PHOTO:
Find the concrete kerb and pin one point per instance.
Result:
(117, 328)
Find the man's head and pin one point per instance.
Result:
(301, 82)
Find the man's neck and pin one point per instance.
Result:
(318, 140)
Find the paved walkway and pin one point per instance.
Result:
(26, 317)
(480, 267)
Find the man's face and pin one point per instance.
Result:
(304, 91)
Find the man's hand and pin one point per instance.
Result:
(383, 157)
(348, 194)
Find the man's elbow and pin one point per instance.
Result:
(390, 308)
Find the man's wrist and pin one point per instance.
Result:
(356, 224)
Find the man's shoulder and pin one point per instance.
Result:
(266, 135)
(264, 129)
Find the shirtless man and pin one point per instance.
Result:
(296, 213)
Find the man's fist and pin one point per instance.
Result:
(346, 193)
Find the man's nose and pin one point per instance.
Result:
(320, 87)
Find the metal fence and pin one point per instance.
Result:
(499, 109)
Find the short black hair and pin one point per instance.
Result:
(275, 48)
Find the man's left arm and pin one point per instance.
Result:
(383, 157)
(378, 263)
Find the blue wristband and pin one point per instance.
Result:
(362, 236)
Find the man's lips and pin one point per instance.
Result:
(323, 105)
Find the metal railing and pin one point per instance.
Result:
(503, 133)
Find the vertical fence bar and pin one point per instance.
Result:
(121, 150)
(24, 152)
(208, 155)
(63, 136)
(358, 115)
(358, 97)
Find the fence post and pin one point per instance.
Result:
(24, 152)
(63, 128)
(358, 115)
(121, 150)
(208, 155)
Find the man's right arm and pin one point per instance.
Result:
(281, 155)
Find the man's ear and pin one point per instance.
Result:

...

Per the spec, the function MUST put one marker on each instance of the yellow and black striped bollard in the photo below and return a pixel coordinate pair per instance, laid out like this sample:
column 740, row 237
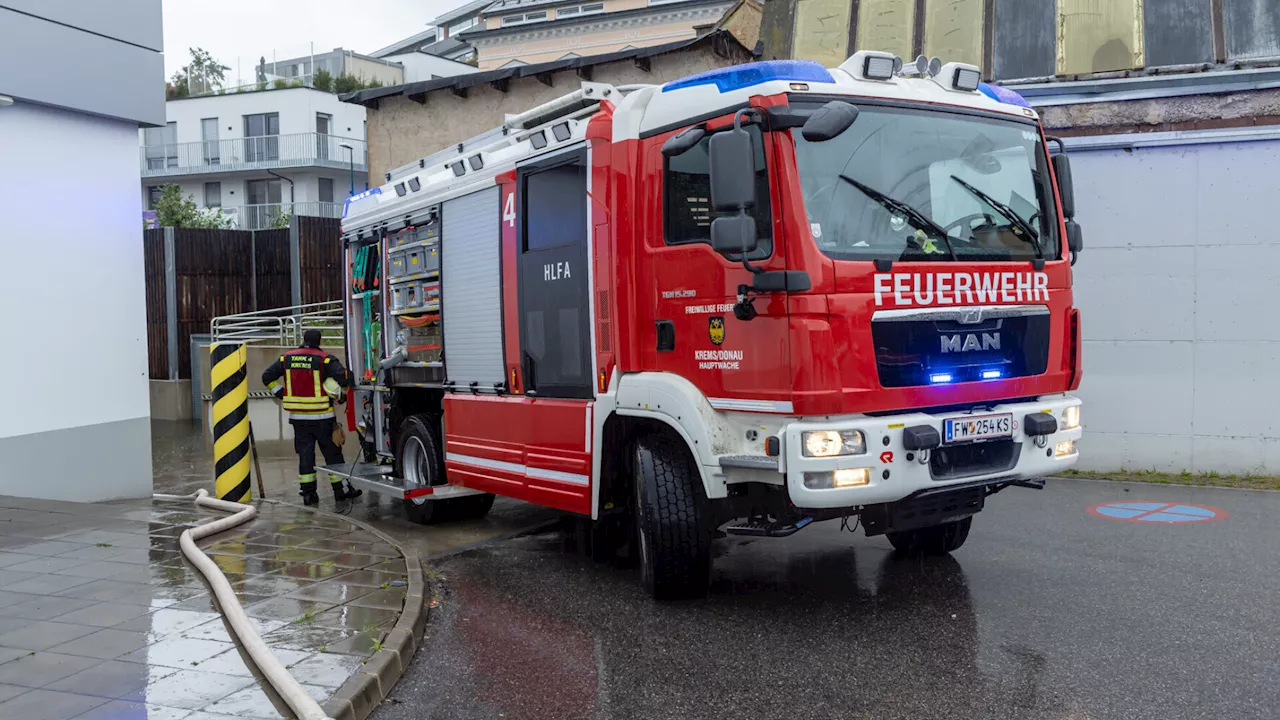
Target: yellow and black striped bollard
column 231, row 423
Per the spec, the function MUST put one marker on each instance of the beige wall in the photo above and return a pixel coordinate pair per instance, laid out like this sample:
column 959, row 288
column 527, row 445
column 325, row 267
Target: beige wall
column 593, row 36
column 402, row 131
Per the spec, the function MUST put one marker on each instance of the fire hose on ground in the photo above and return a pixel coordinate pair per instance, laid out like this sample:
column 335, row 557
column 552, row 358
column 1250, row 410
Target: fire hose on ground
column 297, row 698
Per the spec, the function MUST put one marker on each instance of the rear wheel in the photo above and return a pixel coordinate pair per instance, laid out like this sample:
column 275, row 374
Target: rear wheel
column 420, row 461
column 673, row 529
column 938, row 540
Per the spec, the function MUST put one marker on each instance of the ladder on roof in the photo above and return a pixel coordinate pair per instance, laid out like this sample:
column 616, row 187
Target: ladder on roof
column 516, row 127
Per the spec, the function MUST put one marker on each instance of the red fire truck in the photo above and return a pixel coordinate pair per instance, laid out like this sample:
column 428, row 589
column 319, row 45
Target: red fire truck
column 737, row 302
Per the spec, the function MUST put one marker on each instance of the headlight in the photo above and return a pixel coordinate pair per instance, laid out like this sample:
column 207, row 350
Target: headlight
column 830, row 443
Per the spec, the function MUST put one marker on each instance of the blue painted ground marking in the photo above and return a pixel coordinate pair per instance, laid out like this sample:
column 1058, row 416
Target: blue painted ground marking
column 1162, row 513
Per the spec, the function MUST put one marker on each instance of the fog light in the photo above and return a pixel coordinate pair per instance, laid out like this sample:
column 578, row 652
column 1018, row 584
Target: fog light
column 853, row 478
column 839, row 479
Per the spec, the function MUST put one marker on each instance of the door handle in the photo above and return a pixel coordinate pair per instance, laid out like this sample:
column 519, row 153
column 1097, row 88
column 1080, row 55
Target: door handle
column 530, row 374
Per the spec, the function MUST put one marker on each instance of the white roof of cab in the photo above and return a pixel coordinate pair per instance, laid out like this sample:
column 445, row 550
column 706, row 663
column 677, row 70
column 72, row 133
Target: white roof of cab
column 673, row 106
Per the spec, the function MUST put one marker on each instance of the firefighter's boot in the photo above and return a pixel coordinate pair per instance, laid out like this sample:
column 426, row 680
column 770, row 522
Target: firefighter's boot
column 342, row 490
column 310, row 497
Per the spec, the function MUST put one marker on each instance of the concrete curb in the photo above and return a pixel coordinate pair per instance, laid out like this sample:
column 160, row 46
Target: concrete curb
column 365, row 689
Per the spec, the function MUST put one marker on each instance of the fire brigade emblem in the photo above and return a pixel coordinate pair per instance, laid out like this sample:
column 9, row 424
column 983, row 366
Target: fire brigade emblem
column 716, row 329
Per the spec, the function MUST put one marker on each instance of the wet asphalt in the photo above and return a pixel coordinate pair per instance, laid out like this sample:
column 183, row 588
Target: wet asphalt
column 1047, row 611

==

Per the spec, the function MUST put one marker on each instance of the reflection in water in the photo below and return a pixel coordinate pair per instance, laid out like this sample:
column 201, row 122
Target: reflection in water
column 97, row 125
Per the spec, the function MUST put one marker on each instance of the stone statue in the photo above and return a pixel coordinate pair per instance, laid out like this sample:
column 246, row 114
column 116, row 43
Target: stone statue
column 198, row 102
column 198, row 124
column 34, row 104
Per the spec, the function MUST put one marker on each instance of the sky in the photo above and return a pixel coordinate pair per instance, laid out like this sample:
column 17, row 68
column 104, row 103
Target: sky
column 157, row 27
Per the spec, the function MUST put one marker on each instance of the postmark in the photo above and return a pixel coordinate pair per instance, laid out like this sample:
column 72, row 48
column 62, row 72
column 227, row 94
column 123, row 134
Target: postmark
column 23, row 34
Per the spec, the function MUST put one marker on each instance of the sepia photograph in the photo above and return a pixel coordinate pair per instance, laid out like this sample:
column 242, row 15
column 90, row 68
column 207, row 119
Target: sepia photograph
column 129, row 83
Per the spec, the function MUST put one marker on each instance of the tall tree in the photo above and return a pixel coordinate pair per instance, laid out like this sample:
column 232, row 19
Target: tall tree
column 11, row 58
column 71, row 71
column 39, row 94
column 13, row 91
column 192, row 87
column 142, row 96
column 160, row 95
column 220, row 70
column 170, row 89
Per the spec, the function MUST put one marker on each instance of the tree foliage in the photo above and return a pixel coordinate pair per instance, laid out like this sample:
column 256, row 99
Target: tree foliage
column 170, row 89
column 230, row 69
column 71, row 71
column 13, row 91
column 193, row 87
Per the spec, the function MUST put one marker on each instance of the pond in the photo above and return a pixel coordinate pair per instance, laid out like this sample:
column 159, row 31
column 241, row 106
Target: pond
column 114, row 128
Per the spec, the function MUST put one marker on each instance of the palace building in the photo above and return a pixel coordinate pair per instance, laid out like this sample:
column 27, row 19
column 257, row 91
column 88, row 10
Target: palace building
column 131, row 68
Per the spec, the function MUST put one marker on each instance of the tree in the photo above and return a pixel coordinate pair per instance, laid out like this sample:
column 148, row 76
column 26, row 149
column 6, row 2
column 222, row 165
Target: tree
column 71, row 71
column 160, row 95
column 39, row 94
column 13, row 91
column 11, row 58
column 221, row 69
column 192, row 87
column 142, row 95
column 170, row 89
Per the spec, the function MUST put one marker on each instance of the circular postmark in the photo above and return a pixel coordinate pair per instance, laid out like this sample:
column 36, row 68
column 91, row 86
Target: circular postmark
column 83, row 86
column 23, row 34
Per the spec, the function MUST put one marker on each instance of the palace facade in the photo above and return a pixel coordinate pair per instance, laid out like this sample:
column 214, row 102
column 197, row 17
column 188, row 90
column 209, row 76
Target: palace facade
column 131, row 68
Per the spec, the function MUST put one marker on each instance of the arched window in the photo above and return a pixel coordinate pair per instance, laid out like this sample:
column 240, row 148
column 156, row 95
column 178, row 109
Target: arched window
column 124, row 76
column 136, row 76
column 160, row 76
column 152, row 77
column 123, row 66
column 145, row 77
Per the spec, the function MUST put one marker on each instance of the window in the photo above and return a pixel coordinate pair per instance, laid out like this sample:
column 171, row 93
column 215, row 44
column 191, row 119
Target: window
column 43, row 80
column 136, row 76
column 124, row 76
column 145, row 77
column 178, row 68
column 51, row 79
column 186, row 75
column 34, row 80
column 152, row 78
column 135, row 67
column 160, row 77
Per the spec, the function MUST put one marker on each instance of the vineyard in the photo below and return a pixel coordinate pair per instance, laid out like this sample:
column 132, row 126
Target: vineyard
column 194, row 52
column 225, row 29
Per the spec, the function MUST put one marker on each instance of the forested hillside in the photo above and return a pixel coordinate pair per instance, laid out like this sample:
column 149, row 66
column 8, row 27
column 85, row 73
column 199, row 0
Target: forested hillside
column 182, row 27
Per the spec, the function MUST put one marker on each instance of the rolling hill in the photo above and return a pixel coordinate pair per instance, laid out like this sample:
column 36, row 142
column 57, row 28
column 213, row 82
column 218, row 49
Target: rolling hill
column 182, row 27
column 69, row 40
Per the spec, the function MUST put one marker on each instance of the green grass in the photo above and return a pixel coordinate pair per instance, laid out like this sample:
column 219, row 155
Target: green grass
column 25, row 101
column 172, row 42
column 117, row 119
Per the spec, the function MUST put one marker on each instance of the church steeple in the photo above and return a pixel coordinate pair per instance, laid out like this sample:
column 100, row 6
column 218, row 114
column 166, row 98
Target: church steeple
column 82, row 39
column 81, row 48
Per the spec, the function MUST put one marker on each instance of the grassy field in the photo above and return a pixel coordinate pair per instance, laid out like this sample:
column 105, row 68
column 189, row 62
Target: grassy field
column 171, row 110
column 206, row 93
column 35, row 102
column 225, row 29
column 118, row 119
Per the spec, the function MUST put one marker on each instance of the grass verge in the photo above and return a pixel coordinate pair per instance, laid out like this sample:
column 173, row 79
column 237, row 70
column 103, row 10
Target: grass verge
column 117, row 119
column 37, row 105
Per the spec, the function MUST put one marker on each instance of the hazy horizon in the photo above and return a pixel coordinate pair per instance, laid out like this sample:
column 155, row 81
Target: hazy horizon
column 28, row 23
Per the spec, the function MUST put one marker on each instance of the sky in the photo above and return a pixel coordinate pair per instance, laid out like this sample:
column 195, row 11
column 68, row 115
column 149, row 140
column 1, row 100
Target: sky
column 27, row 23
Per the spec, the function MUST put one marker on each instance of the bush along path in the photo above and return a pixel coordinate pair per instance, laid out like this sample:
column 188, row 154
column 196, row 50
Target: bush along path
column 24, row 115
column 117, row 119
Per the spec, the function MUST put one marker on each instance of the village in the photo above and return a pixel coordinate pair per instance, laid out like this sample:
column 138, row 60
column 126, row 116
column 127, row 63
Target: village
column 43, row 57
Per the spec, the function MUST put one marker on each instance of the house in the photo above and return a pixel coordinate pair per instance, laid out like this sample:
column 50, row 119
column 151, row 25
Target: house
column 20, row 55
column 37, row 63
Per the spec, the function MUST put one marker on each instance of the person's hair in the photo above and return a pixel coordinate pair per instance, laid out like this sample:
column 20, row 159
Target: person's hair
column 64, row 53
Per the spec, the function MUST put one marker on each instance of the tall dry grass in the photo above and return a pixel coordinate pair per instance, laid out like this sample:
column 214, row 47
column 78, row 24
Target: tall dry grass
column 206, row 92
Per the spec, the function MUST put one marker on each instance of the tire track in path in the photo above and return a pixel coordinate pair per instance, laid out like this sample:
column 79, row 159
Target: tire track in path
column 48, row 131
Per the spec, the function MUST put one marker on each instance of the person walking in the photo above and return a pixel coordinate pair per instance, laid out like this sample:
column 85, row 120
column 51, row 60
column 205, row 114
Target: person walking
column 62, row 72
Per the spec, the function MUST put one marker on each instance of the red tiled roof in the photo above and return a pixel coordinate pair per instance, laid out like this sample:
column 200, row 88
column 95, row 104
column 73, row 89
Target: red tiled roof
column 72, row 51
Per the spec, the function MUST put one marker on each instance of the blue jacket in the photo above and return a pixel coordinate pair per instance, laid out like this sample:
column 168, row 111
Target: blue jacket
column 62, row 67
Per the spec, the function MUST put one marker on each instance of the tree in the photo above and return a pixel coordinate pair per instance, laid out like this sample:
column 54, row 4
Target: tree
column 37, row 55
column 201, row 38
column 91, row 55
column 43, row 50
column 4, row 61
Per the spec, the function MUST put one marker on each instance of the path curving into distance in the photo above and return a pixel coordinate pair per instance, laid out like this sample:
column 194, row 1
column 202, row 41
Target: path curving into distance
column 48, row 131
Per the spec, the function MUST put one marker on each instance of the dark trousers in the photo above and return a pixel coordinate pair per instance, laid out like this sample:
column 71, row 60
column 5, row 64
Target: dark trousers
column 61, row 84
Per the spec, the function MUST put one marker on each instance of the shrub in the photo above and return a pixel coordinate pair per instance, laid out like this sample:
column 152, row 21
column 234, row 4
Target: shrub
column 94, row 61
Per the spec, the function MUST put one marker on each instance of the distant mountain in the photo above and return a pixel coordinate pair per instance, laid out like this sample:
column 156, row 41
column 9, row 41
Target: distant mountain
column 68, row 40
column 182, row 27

-- PROBLEM DESCRIPTION --
Show every line from the listing above in which the string "fence" appears.

-- SOLUTION TO THIS TASK --
Find the metal fence and pin one point per instance.
Find the vertical fence bar and pin one point per instance.
Find the fence post and pin one point per instance.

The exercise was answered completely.